Exercício proposto 1: No trecho abaixo sobre o triunfo romano, qual era o único papel do escravo que seguia o comandante pelas ruas?
Exercício proposto 2: Prossiga o texto sobre o triunfo romano e o “memento mori” a partir do ponto em que ele termina.

Trecho selecionado:
● ● ● ● ●

A questão russa, os desejos de Putin, a Ucrânia (e a Europa): novos tempos

Embora muito citado por historiadores, não há comprovação de que o “memento mori” tenha ocorrido e que a frase usada pelos escravos era exatamente essa.  Na Roma antiga, quando um comandante vencia uma batalha importante, percorria a cidade num ritual conhecido como “triunfo romano”. Durante todo o trajeto pelas ruas da cidade, em que era saudado pelos cidadãos, o comandante era seguido por um escravo que tinha um único papel: cochichar uma expressão no ouvido do comandante: “memento mori” (traduzindo: “Lembre-se que você morrerá”, ou, ainda, “Lembre-se que você é mortal”). A ideia por trás desse ritual era deixar claro para o comandante que ele era mortal e para que não se apegasse ao momento de triunfo e, por fim que se lembrasse que, cada período de ascensão, é seguido por uma possível de queda (afinal, a vida é cíclica).

● ● ● ● ●

Seção de dados:

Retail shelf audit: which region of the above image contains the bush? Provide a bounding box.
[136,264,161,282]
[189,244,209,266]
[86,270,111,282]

● ● ● ● ●

Resposta esperada 1: Cochichar no ouvido do comandante a expressão “memento mori”.

Resposta esperada 2:
Enquanto gozava dos louros de seu trunfo, o comandante era lembrado de sua finitude.

Desde que Vladimir Putin chegou à presidência da Rússia (1999) – ou Ieltsin deixou o poder – esse novo ator adentrou o palco das Relações Internacionais e lançou ao solo uma semente de hera que fez questão de adubar com paciência. Na esperança da Rússia performar entre as Grandes Potências do que insistimos em chamar de Relações Internacionais e que para muitos se passa naquilo que costumamos chamar de Sociedade Internacional.

Lembrando que a hera é uma “planta trepadeira, com raízes adventícias, que se mantém verde durante todo o ano”. A hera pode cobrir toda a parede e chegar ao mais alto muro do jardim.

Por que esse recurso à botânica para falar de Relações Internacionais? Porque “a imagem de hera no lugar de era é a que melhor permite se compreender o que temos diante dos nossos olhos”.

A Rússia, como a hera, fixou seu lugar – novamente – entre as grandes potências.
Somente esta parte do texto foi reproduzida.